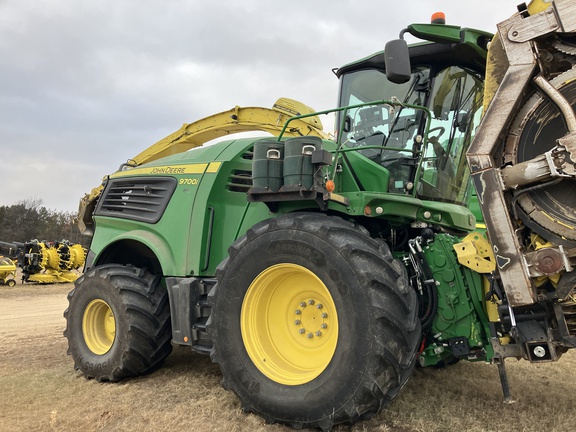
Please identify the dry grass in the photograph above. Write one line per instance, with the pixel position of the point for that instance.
(39, 391)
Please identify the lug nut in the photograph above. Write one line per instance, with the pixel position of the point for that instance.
(539, 351)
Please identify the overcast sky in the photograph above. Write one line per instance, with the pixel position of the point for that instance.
(85, 85)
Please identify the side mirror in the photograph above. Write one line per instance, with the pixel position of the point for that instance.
(397, 61)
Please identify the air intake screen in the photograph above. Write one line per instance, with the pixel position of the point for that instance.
(141, 199)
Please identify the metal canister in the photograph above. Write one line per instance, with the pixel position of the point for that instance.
(267, 165)
(298, 168)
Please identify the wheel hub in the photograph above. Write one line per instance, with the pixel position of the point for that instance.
(99, 326)
(289, 324)
(310, 319)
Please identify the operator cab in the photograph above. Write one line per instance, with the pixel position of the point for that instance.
(418, 126)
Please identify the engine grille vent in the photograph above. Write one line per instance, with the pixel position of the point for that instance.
(249, 154)
(239, 181)
(141, 199)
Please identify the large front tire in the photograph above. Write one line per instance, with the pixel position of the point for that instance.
(118, 323)
(313, 322)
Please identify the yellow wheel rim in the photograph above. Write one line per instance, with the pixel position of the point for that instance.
(289, 324)
(98, 327)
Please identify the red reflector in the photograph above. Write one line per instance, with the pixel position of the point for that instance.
(438, 18)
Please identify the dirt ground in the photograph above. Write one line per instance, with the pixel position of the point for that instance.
(39, 390)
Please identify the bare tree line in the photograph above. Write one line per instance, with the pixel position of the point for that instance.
(29, 219)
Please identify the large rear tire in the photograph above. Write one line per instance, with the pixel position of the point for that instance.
(118, 323)
(313, 322)
(549, 210)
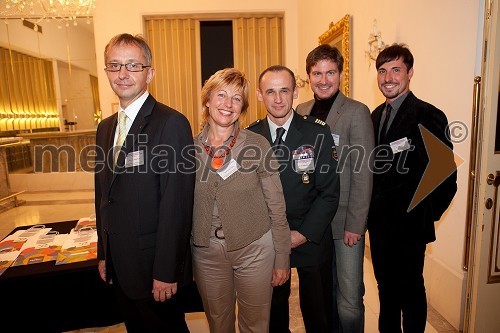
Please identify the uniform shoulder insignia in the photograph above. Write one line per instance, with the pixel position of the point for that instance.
(314, 120)
(321, 122)
(254, 123)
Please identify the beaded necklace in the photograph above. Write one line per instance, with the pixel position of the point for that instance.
(218, 160)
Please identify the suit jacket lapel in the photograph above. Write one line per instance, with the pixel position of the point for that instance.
(294, 135)
(265, 131)
(398, 121)
(377, 115)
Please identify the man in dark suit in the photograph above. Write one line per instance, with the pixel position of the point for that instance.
(399, 225)
(352, 130)
(311, 187)
(143, 194)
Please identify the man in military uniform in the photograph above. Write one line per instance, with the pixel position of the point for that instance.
(303, 145)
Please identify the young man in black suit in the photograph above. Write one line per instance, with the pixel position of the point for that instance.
(400, 222)
(311, 187)
(143, 194)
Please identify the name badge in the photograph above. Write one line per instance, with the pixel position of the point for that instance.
(400, 145)
(336, 139)
(303, 158)
(134, 158)
(229, 169)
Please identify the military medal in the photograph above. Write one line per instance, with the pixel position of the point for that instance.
(218, 160)
(305, 178)
(334, 153)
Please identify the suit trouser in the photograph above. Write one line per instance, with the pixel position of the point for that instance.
(148, 315)
(348, 287)
(316, 302)
(398, 265)
(224, 277)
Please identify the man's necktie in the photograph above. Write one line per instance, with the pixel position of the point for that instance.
(122, 133)
(279, 137)
(278, 144)
(383, 130)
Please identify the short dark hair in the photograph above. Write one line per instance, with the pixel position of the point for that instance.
(128, 39)
(394, 52)
(324, 52)
(279, 68)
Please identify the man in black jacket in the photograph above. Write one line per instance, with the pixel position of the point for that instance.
(311, 187)
(401, 218)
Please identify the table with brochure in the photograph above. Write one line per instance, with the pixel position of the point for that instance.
(49, 278)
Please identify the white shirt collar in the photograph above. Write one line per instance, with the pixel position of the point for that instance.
(286, 126)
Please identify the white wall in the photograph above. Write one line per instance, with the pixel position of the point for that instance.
(442, 37)
(71, 45)
(128, 20)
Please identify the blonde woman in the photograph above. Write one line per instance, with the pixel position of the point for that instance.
(240, 236)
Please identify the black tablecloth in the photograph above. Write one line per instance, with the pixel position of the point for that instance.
(44, 297)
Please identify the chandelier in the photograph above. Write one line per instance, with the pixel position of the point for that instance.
(63, 11)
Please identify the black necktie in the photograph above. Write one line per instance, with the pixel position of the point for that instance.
(383, 130)
(279, 137)
(278, 145)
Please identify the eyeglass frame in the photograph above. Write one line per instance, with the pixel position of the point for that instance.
(125, 65)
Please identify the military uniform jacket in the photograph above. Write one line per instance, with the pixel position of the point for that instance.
(311, 203)
(397, 175)
(144, 208)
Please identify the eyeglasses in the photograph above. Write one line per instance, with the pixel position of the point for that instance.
(131, 67)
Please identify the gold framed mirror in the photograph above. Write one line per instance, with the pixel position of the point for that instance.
(338, 35)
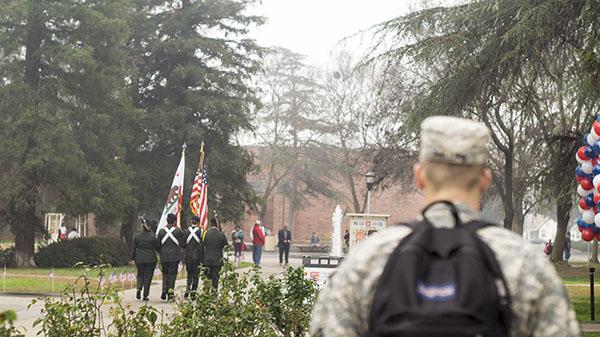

----

=== Task requirements ===
Retype everything in the entries above exactly. The pictures are to be omitted.

=== Response box ===
Please identify the dry grass in the photograph above. Write one line per instance, with the pixel position of the point for that instance.
(39, 391)
Please identify the lug nut in the photograph above. Write one line per instance, with the pixel position of the point for that instance.
(539, 351)
Please identify the overcast sky in the photograph above. Write one line per instance, with the pixel position of the point for that instance.
(85, 85)
Please identify the side mirror in the photograph above. Write one line per instance, with the pixel position of the point for that instance.
(397, 61)
Please identify the air intake screen in the photograph above. Write one line per instance, with the pixel position of the point for that instance.
(141, 199)
Please identify the metal canister in the photograph above. Write one line per instance, with the pixel position of the point for that instance.
(267, 165)
(298, 168)
Please identify the wheel hub in the photograph above. Write one line per instance, with the pixel position of the point for that instance.
(99, 326)
(289, 324)
(310, 319)
Please identify the operator cab in the photograph above. Write one line per instance, with the pixel position of the point for that instance.
(418, 126)
Please identify the engine grille vent in the photograph above. Write one line per instance, with the pixel position of the point for that instance.
(249, 154)
(239, 181)
(141, 199)
Please identify the large front tire in the photograph above. Write one line per instance, with the pixel position of the point for that instance.
(118, 323)
(313, 322)
Please identify the yellow wheel rim in the photograph above. Write one line per instance, with the pixel position of the point for that instance.
(289, 324)
(98, 327)
Please identify the red reflector in the photograph above. Write one line per instance, with the pixel position of the point for that instance.
(438, 18)
Please identify the dirt ground in the photograph above. Write one line per instance, with the pixel position of the point for that instance.
(39, 390)
Please identify the bare tree line in the photograph above. Write one line per instance, with the pixel position of the point for that instance.
(29, 219)
Please identify the large rear tire in the photograph above. Write one line per instance, with the pixel position of the point for that instance.
(118, 323)
(313, 322)
(549, 210)
Please identify the uniform shoulder insignia in the photograph above. Write one line per instance, with the pixel position of the point for that instance.
(314, 120)
(321, 122)
(254, 123)
Please identify the beaded necklace in the photograph above. Write one line per instance, with the pixel position of the point for that instance.
(218, 160)
Please identify the suit jacket lapel in the photograph above. Write one line per instance, with the pixel position of the point for that instance.
(294, 135)
(265, 131)
(398, 121)
(377, 115)
Please identify the man in dark suit in the photograph above. Write one line per instance, with the pixel position of the point for that instance.
(399, 225)
(352, 130)
(311, 187)
(143, 194)
Please identify the man in military uniform in the photograph above. Write one line per instance, with the pixel position of the point for that instance.
(303, 145)
Please identify the young man in black suit in the photograph above. Write one line per instance, with the pixel position of the point for that instance.
(400, 222)
(311, 187)
(143, 194)
Please identify the name badge in the photograph above. Write one line per instance, with the pixel position of the point for that instance.
(400, 145)
(336, 139)
(303, 158)
(134, 158)
(229, 169)
Please identify the military medal in the photograph above. Write one line per instance, with the pixel position of the point for that instance.
(218, 160)
(305, 178)
(334, 153)
Please identify the suit trouser in the photograph above. Write one line per instance, with the pixel position of the point for that instance.
(148, 315)
(348, 287)
(316, 302)
(398, 265)
(224, 277)
Please identify the man's necktie in the photograph above. Write one line per instance, with the pixel position of the point for that instance.
(122, 133)
(279, 137)
(278, 144)
(383, 130)
Please identify the short dark hair in the photograph above. Write one line per instance, with the pixel position of the point for that instance.
(128, 39)
(394, 52)
(324, 52)
(279, 68)
Please identify the man in black jacket in the photograph above. Write one line per instance, with the pixel position of the point for that instance.
(311, 187)
(401, 218)
Please identify the table with brochure in the photograph above. Write one line per instance, with the pixel position of the point for that instance.
(49, 278)
Please identify the white shirt collar in the photograph above. Write one line per instance, with the pixel position of the point for that instance.
(286, 126)
Please identify the white wall in the photograph above. Write one line per instance, with the pixel position of the point for that instance.
(442, 37)
(71, 45)
(128, 20)
Please identify the blonde woman in the photograph above. Write one line per instance, with the pixel position of the point for that instance.
(240, 236)
Please identify the black tablecloth in the photograph above. Write one line per instance, with the pixel position of the point for that instance.
(44, 297)
Please identify the chandelier in the photograph above. Write one line per instance, with the pixel position of the point for that instance.
(63, 11)
Please identify the black necktie in the photograph above. Write one line per instance, with the pixel position of the point for that instance.
(383, 130)
(279, 137)
(278, 145)
Please identify the eyeglass frame in the photograph above. Write one line per instance, with the pixel position of the point for that instance.
(125, 65)
Please identify the military uniform jacket in the photograph above. Write one line per instance, with the pixel position of the point for that instance.
(311, 203)
(397, 175)
(144, 208)
Please identify the eyeglasses in the photograph above. Write one line per instance, with the pixel position of the point for that instance.
(131, 67)
Please identify the gold framed mirror in the photograph above. Write one line per instance, with the pixel position of the point for that instance.
(338, 35)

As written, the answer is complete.